— START Material for this exercise —
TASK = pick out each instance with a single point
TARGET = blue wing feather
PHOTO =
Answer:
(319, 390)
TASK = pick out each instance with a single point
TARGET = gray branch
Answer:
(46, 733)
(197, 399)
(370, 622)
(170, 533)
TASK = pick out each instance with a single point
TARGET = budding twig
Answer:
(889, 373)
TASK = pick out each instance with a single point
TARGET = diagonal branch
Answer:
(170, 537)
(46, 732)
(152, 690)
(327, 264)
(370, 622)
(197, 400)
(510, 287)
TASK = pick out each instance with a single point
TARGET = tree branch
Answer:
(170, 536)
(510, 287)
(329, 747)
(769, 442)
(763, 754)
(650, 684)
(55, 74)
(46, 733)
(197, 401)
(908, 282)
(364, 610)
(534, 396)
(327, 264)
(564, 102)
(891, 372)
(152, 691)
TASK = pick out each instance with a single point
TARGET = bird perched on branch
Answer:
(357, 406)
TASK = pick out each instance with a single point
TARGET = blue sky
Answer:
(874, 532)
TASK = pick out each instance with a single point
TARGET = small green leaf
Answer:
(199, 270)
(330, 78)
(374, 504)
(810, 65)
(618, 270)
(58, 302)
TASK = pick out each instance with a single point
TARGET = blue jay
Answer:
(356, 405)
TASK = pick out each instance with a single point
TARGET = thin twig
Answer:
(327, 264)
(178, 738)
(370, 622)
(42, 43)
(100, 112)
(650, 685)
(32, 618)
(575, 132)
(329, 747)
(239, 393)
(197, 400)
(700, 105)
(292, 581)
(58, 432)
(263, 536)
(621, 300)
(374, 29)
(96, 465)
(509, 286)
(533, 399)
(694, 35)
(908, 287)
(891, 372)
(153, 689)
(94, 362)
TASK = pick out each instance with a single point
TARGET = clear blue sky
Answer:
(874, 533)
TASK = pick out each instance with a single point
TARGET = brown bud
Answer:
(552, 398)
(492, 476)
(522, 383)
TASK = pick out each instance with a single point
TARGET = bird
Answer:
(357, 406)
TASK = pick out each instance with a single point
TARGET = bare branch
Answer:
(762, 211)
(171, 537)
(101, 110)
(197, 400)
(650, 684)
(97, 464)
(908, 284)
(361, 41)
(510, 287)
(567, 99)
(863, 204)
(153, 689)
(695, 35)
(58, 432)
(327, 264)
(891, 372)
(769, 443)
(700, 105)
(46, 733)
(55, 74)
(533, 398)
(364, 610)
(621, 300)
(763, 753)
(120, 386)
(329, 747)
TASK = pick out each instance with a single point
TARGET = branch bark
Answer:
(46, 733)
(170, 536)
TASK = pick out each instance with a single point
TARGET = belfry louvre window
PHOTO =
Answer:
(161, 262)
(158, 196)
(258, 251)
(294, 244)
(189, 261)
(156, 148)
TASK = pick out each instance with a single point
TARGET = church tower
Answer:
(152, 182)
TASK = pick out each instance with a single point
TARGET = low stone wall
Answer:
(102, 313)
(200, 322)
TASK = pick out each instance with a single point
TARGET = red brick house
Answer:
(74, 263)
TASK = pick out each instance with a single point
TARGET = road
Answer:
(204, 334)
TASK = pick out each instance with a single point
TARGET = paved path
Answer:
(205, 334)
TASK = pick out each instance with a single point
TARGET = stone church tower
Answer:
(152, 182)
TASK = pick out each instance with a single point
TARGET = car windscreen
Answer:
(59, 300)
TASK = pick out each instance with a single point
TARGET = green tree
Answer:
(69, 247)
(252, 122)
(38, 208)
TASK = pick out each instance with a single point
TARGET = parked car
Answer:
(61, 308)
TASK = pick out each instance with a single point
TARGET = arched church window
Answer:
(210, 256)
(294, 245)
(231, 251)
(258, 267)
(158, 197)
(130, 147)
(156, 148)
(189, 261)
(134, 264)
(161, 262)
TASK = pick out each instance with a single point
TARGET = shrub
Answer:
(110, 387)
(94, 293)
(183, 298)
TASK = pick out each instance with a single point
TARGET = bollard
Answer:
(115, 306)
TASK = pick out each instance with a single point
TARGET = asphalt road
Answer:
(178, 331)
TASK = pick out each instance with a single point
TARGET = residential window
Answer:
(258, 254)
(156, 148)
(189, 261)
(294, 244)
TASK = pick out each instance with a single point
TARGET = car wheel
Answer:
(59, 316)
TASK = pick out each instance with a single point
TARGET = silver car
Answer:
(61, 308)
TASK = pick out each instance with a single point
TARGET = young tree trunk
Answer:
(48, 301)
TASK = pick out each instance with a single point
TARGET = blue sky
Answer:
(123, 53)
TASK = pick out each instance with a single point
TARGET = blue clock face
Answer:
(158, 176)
— END Material for this exercise —
Prompt — Reproduce the entries above exactly.

Result for this exercise —
TASK = pick out each instance with a single point
TARGET = blue wing feather
PHOTO =
Answer:
(319, 390)
TASK = pick out each instance with a single point
TARGET = gray branch
Answer:
(46, 733)
(197, 399)
(370, 622)
(170, 533)
TASK = pick out each instance with a single point
TARGET = budding twig
Answer:
(889, 373)
TASK = pick out each instance with a single point
TARGET = diagonal branch
Answer:
(170, 537)
(46, 732)
(152, 690)
(327, 264)
(370, 622)
(197, 400)
(510, 287)
TASK = pick out each instance with a single point
TARGET = tree branch
Answer:
(170, 536)
(510, 287)
(329, 747)
(769, 442)
(763, 754)
(650, 684)
(55, 74)
(46, 733)
(197, 401)
(908, 282)
(364, 610)
(534, 396)
(327, 264)
(564, 102)
(891, 372)
(152, 691)
TASK = pick out each instance with a single point
TARGET = bird perched on branch
Answer:
(357, 406)
TASK = pick out each instance with a single point
TARGET = blue sky
Answer:
(874, 532)
TASK = pick out each instance with a single point
TARGET = small green leaf
Answer:
(199, 270)
(330, 78)
(374, 504)
(810, 65)
(618, 270)
(58, 302)
TASK = pick out each instance with a single point
TARGET = blue jay
Answer:
(356, 405)
TASK = pick out each instance with a single point
TARGET = thin twig
Answer:
(327, 264)
(178, 738)
(370, 622)
(42, 43)
(100, 112)
(650, 685)
(32, 618)
(575, 132)
(329, 747)
(239, 393)
(197, 400)
(700, 105)
(292, 581)
(58, 432)
(263, 536)
(621, 300)
(374, 29)
(96, 465)
(509, 286)
(533, 399)
(694, 35)
(908, 287)
(891, 372)
(153, 689)
(94, 362)
TASK = pick out each instance with a single point
TARGET = clear blue sky
Answer:
(874, 533)
TASK = pick out each instance with a single point
TARGET = brown bud
Answer:
(552, 398)
(492, 476)
(522, 383)
TASK = pick out each instance with a single point
TARGET = bird
Answer:
(357, 406)
TASK = pick out each instance with a single point
TARGET = bare branch
Answer:
(762, 211)
(171, 537)
(101, 110)
(197, 400)
(650, 684)
(97, 464)
(908, 284)
(361, 41)
(510, 287)
(567, 99)
(863, 204)
(153, 689)
(695, 35)
(58, 432)
(327, 264)
(891, 372)
(769, 443)
(700, 105)
(46, 733)
(55, 74)
(533, 398)
(364, 610)
(621, 300)
(763, 753)
(120, 386)
(329, 747)
TASK = pick out each instance with a single point
TARGET = branch bark
Answer:
(46, 733)
(170, 536)
TASK = pick out each instance with a single point
TARGET = belfry louvre window
PHOTO =
Answer:
(161, 262)
(158, 196)
(258, 251)
(294, 244)
(189, 261)
(156, 148)
TASK = pick out each instance with a single point
TARGET = church tower
Answer:
(152, 182)
TASK = pick out each instance with a single point
TARGET = low stone wall
Answer:
(102, 313)
(200, 322)
TASK = pick out each instance with a single point
TARGET = red brick house
Answer:
(74, 263)
TASK = pick out each instance with a single point
TARGET = road
Answer:
(204, 334)
TASK = pick out each instance with a single point
TARGET = paved path
Answer:
(205, 334)
TASK = pick out each instance with a single point
TARGET = stone church tower
Answer:
(152, 182)
TASK = pick out each instance with a single point
TARGET = car windscreen
Answer:
(59, 300)
TASK = pick out each instance with a single point
TARGET = green tree
Answer:
(69, 247)
(252, 122)
(38, 208)
TASK = pick out each instance with a single point
TARGET = parked car
Answer:
(61, 308)
TASK = pick out each instance with a single point
TARGET = arched church window
Answer:
(210, 256)
(294, 245)
(231, 251)
(258, 267)
(158, 197)
(130, 147)
(156, 148)
(189, 261)
(134, 264)
(161, 262)
TASK = pick out each instance with a single point
TARGET = shrub
Answer:
(110, 387)
(94, 293)
(183, 298)
TASK = pick out each instance with a single point
TARGET = bollard
Answer:
(115, 306)
TASK = pick out each instance with a single point
TARGET = asphalt road
Answer:
(178, 331)
TASK = pick out each instance with a single point
TARGET = residential window
Answer:
(258, 254)
(156, 148)
(189, 261)
(294, 244)
TASK = pick out each instance with a single point
TARGET = car wheel
Answer:
(59, 316)
TASK = pick out each instance with a single point
TARGET = silver car
Answer:
(61, 308)
TASK = pick out each instance with a single point
TARGET = young tree trunk
Answer:
(48, 301)
TASK = pick out each instance with a single point
TARGET = blue sky
Answer:
(123, 53)
TASK = pick out each instance with a single point
TARGET = blue clock face
Answer:
(158, 176)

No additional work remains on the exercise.